--- Material provided ---
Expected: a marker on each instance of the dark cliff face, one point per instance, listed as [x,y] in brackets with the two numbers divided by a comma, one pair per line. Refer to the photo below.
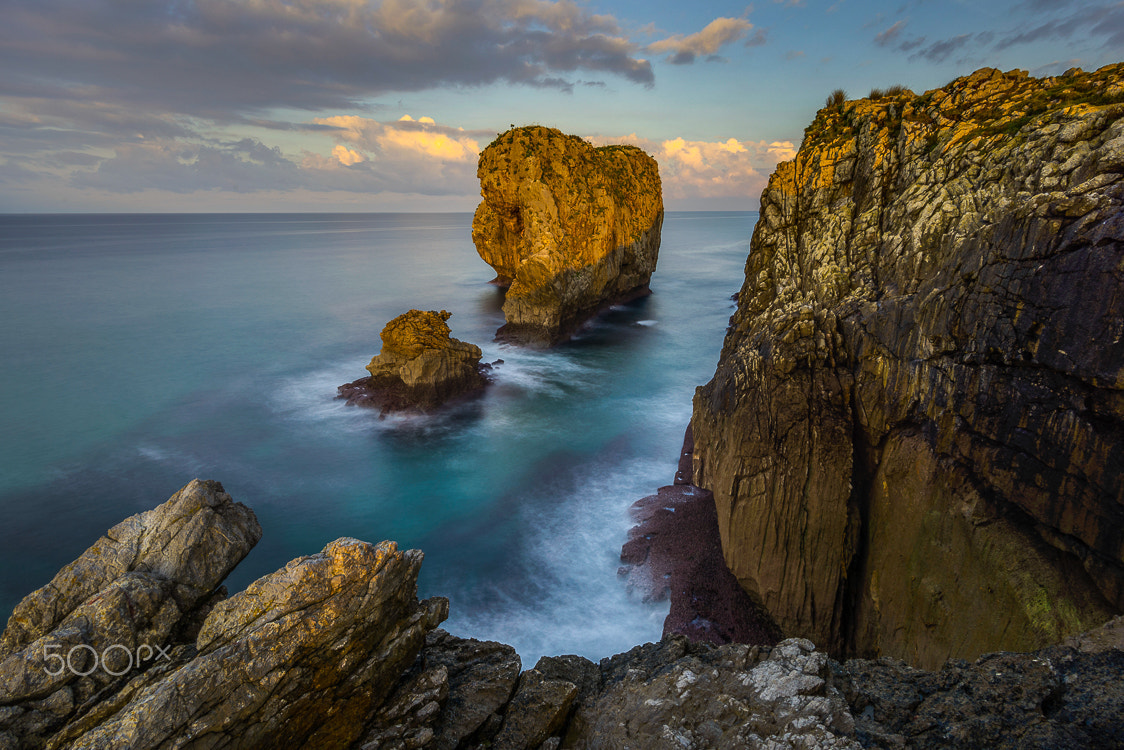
[915,433]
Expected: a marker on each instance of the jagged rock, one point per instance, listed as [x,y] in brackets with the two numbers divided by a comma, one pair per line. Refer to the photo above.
[569,228]
[571,668]
[302,657]
[118,607]
[1055,697]
[406,720]
[915,433]
[537,710]
[674,552]
[482,676]
[679,696]
[420,366]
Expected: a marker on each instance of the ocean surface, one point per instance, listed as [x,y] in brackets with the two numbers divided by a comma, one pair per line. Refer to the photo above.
[142,351]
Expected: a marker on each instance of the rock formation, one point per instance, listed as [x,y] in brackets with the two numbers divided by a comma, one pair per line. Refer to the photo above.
[420,366]
[335,650]
[569,228]
[915,433]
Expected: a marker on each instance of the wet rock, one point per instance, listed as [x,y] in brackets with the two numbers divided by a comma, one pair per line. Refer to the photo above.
[538,710]
[568,228]
[420,367]
[482,676]
[1055,697]
[407,719]
[915,433]
[709,697]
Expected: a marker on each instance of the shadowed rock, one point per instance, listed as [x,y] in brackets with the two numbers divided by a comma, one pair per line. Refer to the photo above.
[915,433]
[420,367]
[568,228]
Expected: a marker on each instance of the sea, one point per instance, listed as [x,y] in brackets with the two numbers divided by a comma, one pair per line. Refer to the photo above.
[138,352]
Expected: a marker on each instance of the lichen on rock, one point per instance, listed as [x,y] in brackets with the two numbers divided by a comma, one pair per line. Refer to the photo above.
[420,366]
[915,433]
[568,228]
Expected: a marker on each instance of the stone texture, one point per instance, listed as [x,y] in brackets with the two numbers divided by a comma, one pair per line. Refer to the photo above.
[420,366]
[1055,697]
[915,433]
[567,227]
[302,657]
[111,613]
[735,696]
[482,676]
[674,552]
[538,708]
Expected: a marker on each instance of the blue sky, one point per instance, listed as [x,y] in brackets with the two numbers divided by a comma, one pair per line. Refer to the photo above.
[369,105]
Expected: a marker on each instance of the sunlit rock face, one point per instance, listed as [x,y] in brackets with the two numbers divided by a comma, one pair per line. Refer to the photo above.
[420,366]
[915,433]
[568,228]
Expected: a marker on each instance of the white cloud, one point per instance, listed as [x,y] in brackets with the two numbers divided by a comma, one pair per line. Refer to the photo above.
[718,33]
[731,171]
[347,156]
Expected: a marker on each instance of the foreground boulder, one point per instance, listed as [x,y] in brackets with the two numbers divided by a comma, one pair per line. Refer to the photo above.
[334,650]
[915,433]
[117,608]
[568,228]
[130,645]
[420,367]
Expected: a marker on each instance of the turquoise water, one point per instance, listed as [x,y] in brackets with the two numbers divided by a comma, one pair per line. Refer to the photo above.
[143,351]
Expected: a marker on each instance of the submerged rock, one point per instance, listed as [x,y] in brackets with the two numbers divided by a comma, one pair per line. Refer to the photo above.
[569,228]
[915,433]
[420,366]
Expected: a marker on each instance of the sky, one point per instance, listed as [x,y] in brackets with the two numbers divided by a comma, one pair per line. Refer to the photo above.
[383,105]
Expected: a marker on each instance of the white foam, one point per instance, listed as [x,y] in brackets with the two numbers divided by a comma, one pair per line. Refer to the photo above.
[580,606]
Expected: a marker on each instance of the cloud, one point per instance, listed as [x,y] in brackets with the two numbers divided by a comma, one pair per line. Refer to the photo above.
[347,156]
[682,50]
[712,172]
[1105,21]
[221,57]
[890,35]
[362,155]
[937,52]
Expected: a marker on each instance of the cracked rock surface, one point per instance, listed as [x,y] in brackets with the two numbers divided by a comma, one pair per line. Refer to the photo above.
[915,432]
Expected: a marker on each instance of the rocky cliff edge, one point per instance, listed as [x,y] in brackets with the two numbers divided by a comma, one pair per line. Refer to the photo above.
[132,645]
[915,433]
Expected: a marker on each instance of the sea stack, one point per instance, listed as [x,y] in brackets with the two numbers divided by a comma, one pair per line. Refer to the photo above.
[915,433]
[569,228]
[420,366]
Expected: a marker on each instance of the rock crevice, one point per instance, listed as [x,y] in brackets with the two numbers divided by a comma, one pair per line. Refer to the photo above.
[918,404]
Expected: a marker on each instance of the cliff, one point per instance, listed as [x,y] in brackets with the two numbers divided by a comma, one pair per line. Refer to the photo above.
[569,228]
[420,366]
[133,645]
[915,432]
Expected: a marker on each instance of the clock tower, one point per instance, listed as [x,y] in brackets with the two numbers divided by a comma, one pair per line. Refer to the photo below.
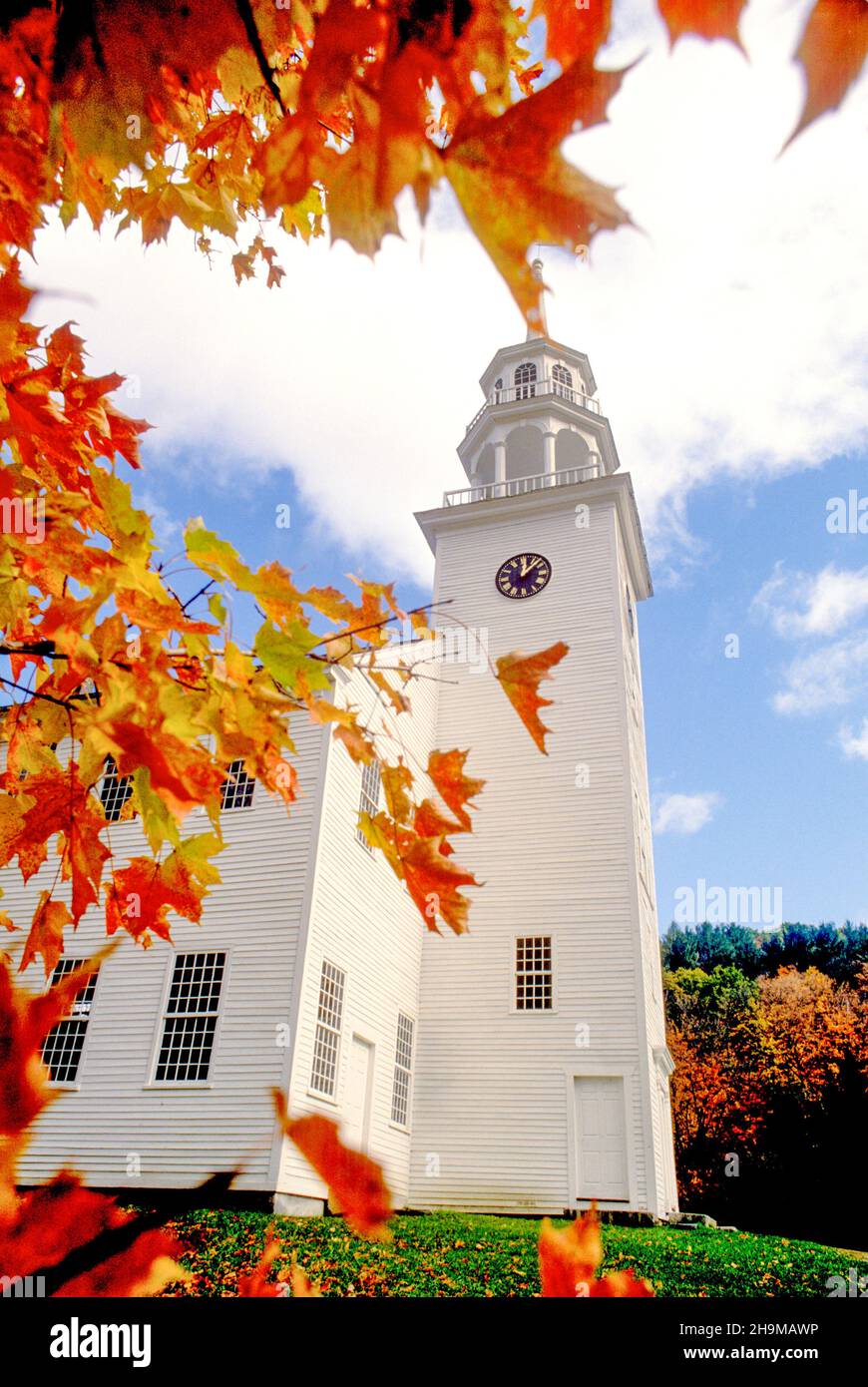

--- Brief ---
Line by line, retype the records above exactly, minus the images.

--- Answer for the task ---
Expected: a marker on each instance of the dark cliff face, one point per instance, listed as [x,y] in brackets with the two numbers divided by a comma, one pair per line. Refer to the photo below.
[915,433]
Expected: a marker on each instance of the jagged rock, one point per instance, listed as [x,y] in brackets with the two numbers divided by a comma, one pair per line. Refer to the photo above.
[569,228]
[571,668]
[302,657]
[118,607]
[1055,697]
[406,720]
[915,433]
[537,710]
[674,552]
[482,676]
[679,696]
[420,366]
Expected: a marker on each instance of the ocean surface, one point per instance, listed as [x,y] in brackets with the two numbers divided by a comma, one pair per line. Refer to the photo above.
[142,351]
Expected: a marker on each instance of the rock formation, one point per instance, listed as [x,y] in brackets with the two numbers divided by a comma, one pair per line. Refer to the photo above.
[420,366]
[335,650]
[569,228]
[915,433]
Expected: a marker on each instance of the wet rock, one point per instance, listed as [x,y] in brackets with the two numbers divided by a comma, one pair per line. Refer to the photo above.
[538,710]
[568,228]
[420,367]
[482,676]
[1055,697]
[407,719]
[915,433]
[709,697]
Expected: a marker on each instance of the shadowed rock, one point per instance, listed as [x,y] in brackets with the two numbers divided by a comma, one pair per line. Refer to the photo above.
[915,433]
[420,367]
[568,228]
Expected: a marker on each instance of the sea, one point per instance, listed as [x,y] in brackets with the two numbers divided by a comma, one pair per line. Refer to the photo above.
[138,352]
Expected: a marker on each instance of the lichen on rock, one point per instance, listed as [x,y] in brackets with the two numbers divided by a comma, one pair per line. Refer to the photo above.
[420,366]
[915,433]
[568,228]
Expected: a marker on each instance of the stone texture, one point per instance, listed as [x,y] in brackets with the two numbers divided by a comma, one pair per line. Refer to the photo above.
[420,366]
[1055,697]
[915,433]
[567,227]
[302,657]
[111,613]
[735,696]
[482,676]
[674,552]
[538,708]
Expected: a marker on each instance of the blue sky, one point per instance, listed as [x,y] in brackets with the two numbers divided by a comma, one pair per line. Refer to the photo above.
[369,105]
Expected: a marker on each instance of the sunlit rock face, one point per instance, listed as [x,y] in brackets with the two numbers divided by a comma, one pair per line. Refer to the photo above.
[420,366]
[915,433]
[568,228]
Expected: a marker on each instance of the white cloud, one point per instance, listed as [x,y] in brackets with the two numbers divided by a comma, one pair per line. Refer to the photo above.
[718,33]
[731,171]
[347,156]
Expected: a marker on each instance of the foreground boulder, one point per instance, listed as [x,y] in brackets with the two numbers divided by a comma, one pair per line. Refer to the photo above.
[334,650]
[915,433]
[117,608]
[568,228]
[130,645]
[420,367]
Expected: a marker on each instance of the turquoise water, one point per instance, listed as [x,y] in brackets with the two numbers divided by a comma, one pair per line. Refer to the photo above.
[143,351]
Expected: a marker on each instance of the submerged rock, one point per instance, listed as [x,y] in brackets with the two numbers divided by a comma, one pair per line. Refer to the photo above.
[569,228]
[915,433]
[420,366]
Expected: a marker on each instance of the sky, one point per instance, listed as [x,y] in brackets with the two numbers divided by a comma, one pair per line. Refer to the photo above.
[383,105]
Expected: a marker on each instance of the white foam, one point per instance, listed as [x,y] in brackets with the two numbers divided by a comma, one pair per line. Refer to the photo above.
[580,606]
Expected: a marker on each instance of the cloud, one point per instance, listed as [x,y] in brackets with the two numbers divided by a comma, one pair per line. Refer to the photo above.
[347,156]
[682,50]
[712,172]
[1105,21]
[221,57]
[890,35]
[362,155]
[937,52]
Expected: a marker on each instance of the cracked rock surface, one point per instance, listed as [x,y] in brackets with the two numbers divided by a comma, one pair per line. Refer to the photo above.
[915,432]
Expected: a marker on each instance of the rocky cliff edge, one point per instance, listed as [x,y] in brackets with the two numbers divided by a comma, one pair per line. Refer to the photo above.
[132,645]
[915,433]
Expected: a marker on each instance of the sea stack, one point per instance, listed as [x,y] in brackets with the two numbers divided by a comma, one pair per line. Refer to the photo above.
[915,433]
[569,228]
[420,366]
Expected: a marker on each instance of the rock crevice, one point per instance, listed as [x,y] in brackets with the two numbers divided by a comma, one pair per line. Refer to the photo above.
[918,404]
Expected: a marker on each instance of the cliff, one point per instance, listed as [x,y] in brackets with the two numbers divided by a comma, one pair per line. Refer to the photo above.
[569,228]
[420,366]
[133,645]
[915,432]
Expected: a marker on each instance of the clock tower, one point per instance, listed as [x,y] in brackets with the two numbers divided by a comma, one pair per line. Refer to the photo below.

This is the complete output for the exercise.